**Work order**
Extract the full set of records that follows, word for word.

**Provided information**

-------

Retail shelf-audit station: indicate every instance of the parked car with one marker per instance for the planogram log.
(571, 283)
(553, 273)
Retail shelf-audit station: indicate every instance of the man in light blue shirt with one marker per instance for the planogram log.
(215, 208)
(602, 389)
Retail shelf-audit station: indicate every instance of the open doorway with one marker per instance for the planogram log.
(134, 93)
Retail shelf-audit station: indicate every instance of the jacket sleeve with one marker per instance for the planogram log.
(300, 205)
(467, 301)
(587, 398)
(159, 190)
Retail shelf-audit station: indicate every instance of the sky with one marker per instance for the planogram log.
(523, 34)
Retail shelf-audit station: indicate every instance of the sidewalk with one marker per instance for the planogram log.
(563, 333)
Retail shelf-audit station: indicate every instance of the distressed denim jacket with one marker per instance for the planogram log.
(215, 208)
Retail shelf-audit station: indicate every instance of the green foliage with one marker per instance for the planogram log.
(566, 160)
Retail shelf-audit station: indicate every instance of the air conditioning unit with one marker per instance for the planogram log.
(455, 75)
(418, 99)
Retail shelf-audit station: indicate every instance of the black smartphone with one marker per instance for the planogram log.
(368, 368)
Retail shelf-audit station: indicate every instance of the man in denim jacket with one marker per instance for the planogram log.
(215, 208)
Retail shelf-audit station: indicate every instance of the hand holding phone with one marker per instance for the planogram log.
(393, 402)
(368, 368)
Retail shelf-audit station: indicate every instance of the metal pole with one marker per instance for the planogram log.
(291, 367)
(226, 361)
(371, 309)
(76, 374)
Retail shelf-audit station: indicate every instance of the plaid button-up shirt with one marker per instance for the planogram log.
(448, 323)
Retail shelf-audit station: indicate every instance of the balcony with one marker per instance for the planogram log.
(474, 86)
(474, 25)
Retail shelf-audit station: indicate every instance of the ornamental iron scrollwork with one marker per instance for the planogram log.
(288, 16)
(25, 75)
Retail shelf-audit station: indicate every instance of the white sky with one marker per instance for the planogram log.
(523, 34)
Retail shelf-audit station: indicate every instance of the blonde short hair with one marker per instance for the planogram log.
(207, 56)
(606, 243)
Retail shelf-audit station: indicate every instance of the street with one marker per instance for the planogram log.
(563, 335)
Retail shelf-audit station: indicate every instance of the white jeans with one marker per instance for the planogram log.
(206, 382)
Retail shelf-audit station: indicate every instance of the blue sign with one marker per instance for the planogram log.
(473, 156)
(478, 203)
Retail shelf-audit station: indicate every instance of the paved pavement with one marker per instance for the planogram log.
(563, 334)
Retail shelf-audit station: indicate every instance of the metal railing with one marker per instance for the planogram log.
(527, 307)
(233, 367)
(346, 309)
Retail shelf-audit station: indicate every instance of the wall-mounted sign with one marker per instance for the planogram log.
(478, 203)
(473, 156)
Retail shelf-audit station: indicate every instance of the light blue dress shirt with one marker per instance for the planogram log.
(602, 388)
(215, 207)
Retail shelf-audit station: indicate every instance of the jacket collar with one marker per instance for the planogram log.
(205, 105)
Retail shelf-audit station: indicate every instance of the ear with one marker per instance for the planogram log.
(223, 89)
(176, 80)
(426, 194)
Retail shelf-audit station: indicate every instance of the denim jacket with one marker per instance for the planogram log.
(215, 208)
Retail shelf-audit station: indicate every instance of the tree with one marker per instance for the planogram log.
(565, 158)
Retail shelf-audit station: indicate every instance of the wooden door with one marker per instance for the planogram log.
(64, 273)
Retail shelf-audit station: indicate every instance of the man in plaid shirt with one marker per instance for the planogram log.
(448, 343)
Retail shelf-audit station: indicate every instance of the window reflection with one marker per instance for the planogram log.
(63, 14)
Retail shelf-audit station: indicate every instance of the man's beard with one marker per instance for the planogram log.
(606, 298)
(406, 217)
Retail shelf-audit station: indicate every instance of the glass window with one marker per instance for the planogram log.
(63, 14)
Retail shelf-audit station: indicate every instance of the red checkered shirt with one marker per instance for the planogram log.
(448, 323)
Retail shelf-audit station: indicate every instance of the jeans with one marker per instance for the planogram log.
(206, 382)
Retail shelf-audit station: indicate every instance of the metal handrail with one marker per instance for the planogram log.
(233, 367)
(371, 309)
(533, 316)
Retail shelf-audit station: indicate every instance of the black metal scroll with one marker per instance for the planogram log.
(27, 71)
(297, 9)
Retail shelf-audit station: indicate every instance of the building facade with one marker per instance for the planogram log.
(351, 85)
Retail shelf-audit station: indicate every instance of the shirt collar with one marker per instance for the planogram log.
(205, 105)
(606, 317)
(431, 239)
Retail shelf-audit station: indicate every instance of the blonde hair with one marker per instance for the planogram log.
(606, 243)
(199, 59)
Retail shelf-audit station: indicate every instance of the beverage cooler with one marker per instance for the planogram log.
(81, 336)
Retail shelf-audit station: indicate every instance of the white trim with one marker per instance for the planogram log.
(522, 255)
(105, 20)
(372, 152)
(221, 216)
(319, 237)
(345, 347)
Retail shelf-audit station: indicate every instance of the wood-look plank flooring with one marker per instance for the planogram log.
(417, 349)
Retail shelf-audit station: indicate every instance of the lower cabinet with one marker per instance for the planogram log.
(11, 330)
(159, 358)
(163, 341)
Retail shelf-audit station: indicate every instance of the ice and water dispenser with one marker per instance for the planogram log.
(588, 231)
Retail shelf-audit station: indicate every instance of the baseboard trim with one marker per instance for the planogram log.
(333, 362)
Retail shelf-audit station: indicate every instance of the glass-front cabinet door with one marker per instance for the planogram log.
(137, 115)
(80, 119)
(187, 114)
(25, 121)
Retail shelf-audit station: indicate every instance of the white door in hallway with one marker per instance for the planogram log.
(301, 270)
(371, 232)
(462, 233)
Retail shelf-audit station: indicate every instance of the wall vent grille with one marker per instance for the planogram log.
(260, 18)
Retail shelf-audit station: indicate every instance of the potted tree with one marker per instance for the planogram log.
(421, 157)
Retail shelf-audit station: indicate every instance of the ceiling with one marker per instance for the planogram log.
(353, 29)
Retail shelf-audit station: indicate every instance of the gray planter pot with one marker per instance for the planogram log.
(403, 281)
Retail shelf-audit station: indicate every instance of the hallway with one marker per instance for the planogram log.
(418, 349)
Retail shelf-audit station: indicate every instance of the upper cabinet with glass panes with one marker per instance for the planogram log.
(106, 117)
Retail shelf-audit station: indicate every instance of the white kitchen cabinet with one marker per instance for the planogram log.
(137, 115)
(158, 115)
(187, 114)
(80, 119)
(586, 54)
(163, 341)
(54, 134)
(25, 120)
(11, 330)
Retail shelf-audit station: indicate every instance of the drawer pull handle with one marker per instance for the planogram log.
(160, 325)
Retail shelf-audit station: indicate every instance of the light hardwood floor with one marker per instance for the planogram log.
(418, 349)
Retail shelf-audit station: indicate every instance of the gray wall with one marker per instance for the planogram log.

-------

**Completed task**
Retail shelf-audit station: indicate every instance of the parked car with one marker per instance for the planogram log.
(571, 283)
(553, 273)
Retail shelf-audit station: indicate every instance of the man in light blue shirt with one marker per instance for the planogram log.
(215, 208)
(602, 389)
Retail shelf-audit station: indicate every instance of the open doorway with one marker per instance for the planogram log.
(134, 93)
Retail shelf-audit station: indicate every instance of the jacket sleeve with one marker per instance for the planogram log.
(300, 205)
(467, 301)
(587, 398)
(159, 190)
Retail shelf-audit station: indicate every instance of the sky with one marker per instance for the planogram log.
(523, 34)
Retail shelf-audit station: indicate every instance of the sidewalk with one marker per instance for the planogram log.
(563, 333)
Retail shelf-audit station: indicate every instance of the distressed denim jacket with one marker per instance for the planogram log.
(215, 208)
Retail shelf-audit station: indicate every instance of the green foliage with one marker per instance for the planogram log.
(566, 160)
Retail shelf-audit station: indicate every instance of the air conditioning unit with one marker per instance for the planogram log.
(455, 75)
(418, 99)
Retail shelf-audit station: indicate every instance of the black smartphone with one marker per instance for the planogram log.
(368, 368)
Retail shelf-audit station: indicate every instance of the man in denim jacket with one marker per instance for the planogram log.
(215, 208)
Retail shelf-audit station: indicate every instance of the hand holding phone with one marker per instance for the planogram log.
(393, 402)
(368, 368)
Retail shelf-audit station: indicate every instance of the metal pole with one marker per instance for the planogram log.
(291, 367)
(226, 361)
(371, 309)
(76, 374)
Retail shelf-audit station: indicate every instance of the plaid button-up shirt with one marker per instance for the planogram log.
(448, 323)
Retail shelf-audit station: indicate every instance of the balcony with one marker per instance for the planogram log.
(474, 86)
(474, 25)
Retail shelf-audit station: indicate every instance of the ornamental iron scrollwork with one marker per instance for the planogram log.
(288, 16)
(25, 75)
Retail shelf-audit station: indicate every instance of the white sky with one marker per instance for the planogram log.
(523, 34)
Retail shelf-audit station: indicate every instance of the blonde short hair with one marker per instance for the planogram log.
(207, 56)
(606, 243)
Retail shelf-audit station: indicate every instance of the street with one marker per instance for the planogram log.
(563, 335)
Retail shelf-audit station: indicate every instance of the white jeans with one marker per instance for the planogram log.
(206, 382)
Retail shelf-audit station: indicate every instance of the blue sign with one marker per instance for the planogram log.
(473, 156)
(478, 203)
Retail shelf-audit station: indicate every instance of the paved pavement with one marker per instance for the planogram log.
(563, 334)
Retail shelf-audit station: indicate every instance of the metal railing with one marker per instance for the planogram log.
(527, 307)
(233, 367)
(346, 309)
Retail shelf-audit station: indicate every instance of the wall-mounted sign with one marker per instance for the planogram log.
(478, 203)
(473, 156)
Retail shelf-audit station: indicate every instance of the light blue dress shirt with one marker per instance for the planogram log.
(602, 388)
(215, 207)
Retail shelf-audit station: indicate every instance of the jacket collar with one marker per instance for the planogram log.
(205, 105)
Retail shelf-audit station: indicate every instance of the ear with one marker per instance for the planogram log.
(223, 89)
(176, 80)
(426, 194)
Retail shelf-audit station: indicate every instance of the denim jacket with one marker per instance for the planogram log.
(215, 208)
Retail shelf-audit station: indicate every instance of the tree with one marker per instance for the planogram log.
(565, 158)
Retail shelf-audit station: indicate every instance of the wooden door with one marker per instance for the planogram log.
(64, 273)
Retail shelf-audit station: indicate every instance of the man in plaid shirt with one marker per instance for the planogram log.
(448, 343)
Retail shelf-audit station: indicate every instance of the window reflection with one marker per instance for the planogram log.
(63, 14)
Retail shelf-audit station: indicate every instance of the man's beard with one marker per instance for the planogram log.
(606, 298)
(406, 217)
Retail shelf-audit station: indicate every instance of the glass window with one marker per instance for the planogram log.
(63, 14)
Retail shelf-audit station: indicate every instance of the red checkered shirt with one marker per instance for the planogram log.
(448, 323)
Retail shelf-audit station: indicate every instance of the jeans with one marker per instance for the planogram log.
(206, 382)
Retail shelf-audit station: indicate every instance of the metal handrail with one marker per instance for the planogram log.
(233, 367)
(371, 309)
(533, 316)
Retail shelf-audit station: indicate every instance of the black metal scroll with one marker per instance for the planogram log.
(27, 71)
(297, 9)
Retail shelf-audit station: indicate every instance of the building facade with one marker per instance for the planogram log.
(351, 85)
Retail shelf-audit station: indicate every instance of the shirt collar with one marker per instance for the planogram log.
(205, 105)
(606, 317)
(431, 239)
Retail shelf-audit station: indicate every instance of the blonde hair with one marker per instance for the planogram log.
(606, 243)
(199, 59)
Retail shelf-audit station: indicate every instance of the beverage cooler with one marker per instance for the planogram log.
(81, 336)
Retail shelf-audit station: indicate every instance of the white trim with one marker per instance for the planogram log.
(522, 255)
(105, 20)
(372, 152)
(221, 216)
(319, 237)
(345, 347)
Retail shelf-audit station: indicate every instance of the wood-look plank flooring with one marker per instance for the planogram log.
(417, 349)
Retail shelf-audit station: indicate every instance of the lower cabinet with one marker per instance for the planogram log.
(11, 330)
(159, 358)
(163, 341)
Retail shelf-audit station: indicate every instance of the ice and water dispenser with one marker per instance for the planogram log.
(588, 231)
Retail shelf-audit station: indicate every instance of the baseboard trim with one marker per instance for the planogram log.
(333, 362)
Retail shelf-audit station: indicate every instance of the glass-front cabinet door with one marker per instance for the planogram log.
(137, 115)
(80, 119)
(187, 114)
(25, 121)
Retail shelf-audit station: indicate every instance of the white door in hallway with one marker per instance for the planogram log.
(301, 270)
(371, 232)
(462, 233)
Retail shelf-audit station: indicate every instance of the wall vent grille with one marker per instance for the planogram log.
(260, 18)
Retail shelf-audit station: indicate every instance of the potted tree with one marker per instance for the planogram log.
(421, 157)
Retail shelf-audit station: indicate every instance of the ceiling with one marker per instance for the planogram log.
(353, 29)
Retail shelf-audit station: indicate every instance of the gray planter pot with one marker per instance for the planogram log.
(403, 281)
Retail shelf-audit station: indicate every instance of the hallway with one marker per instance for the planogram log.
(418, 349)
Retail shelf-audit station: indicate every instance of the upper cabinet with glass panes with one marker per instance for the planogram log.
(106, 117)
Retail shelf-audit station: indicate every instance of the white kitchen cabinet with one marker per instance for the planogram log.
(137, 115)
(158, 115)
(187, 114)
(80, 119)
(586, 54)
(163, 341)
(54, 134)
(25, 120)
(11, 330)
Retail shelf-audit station: indicate every instance of the drawer pull handle with one marker per instance for the planogram log.
(160, 325)
Retail shelf-audit station: indicate every instance of the light hardwood floor with one marker per instance for the planogram log.
(418, 349)
Retail shelf-audit station: indicate every instance of the gray wall with one marker per instance for the planogram log.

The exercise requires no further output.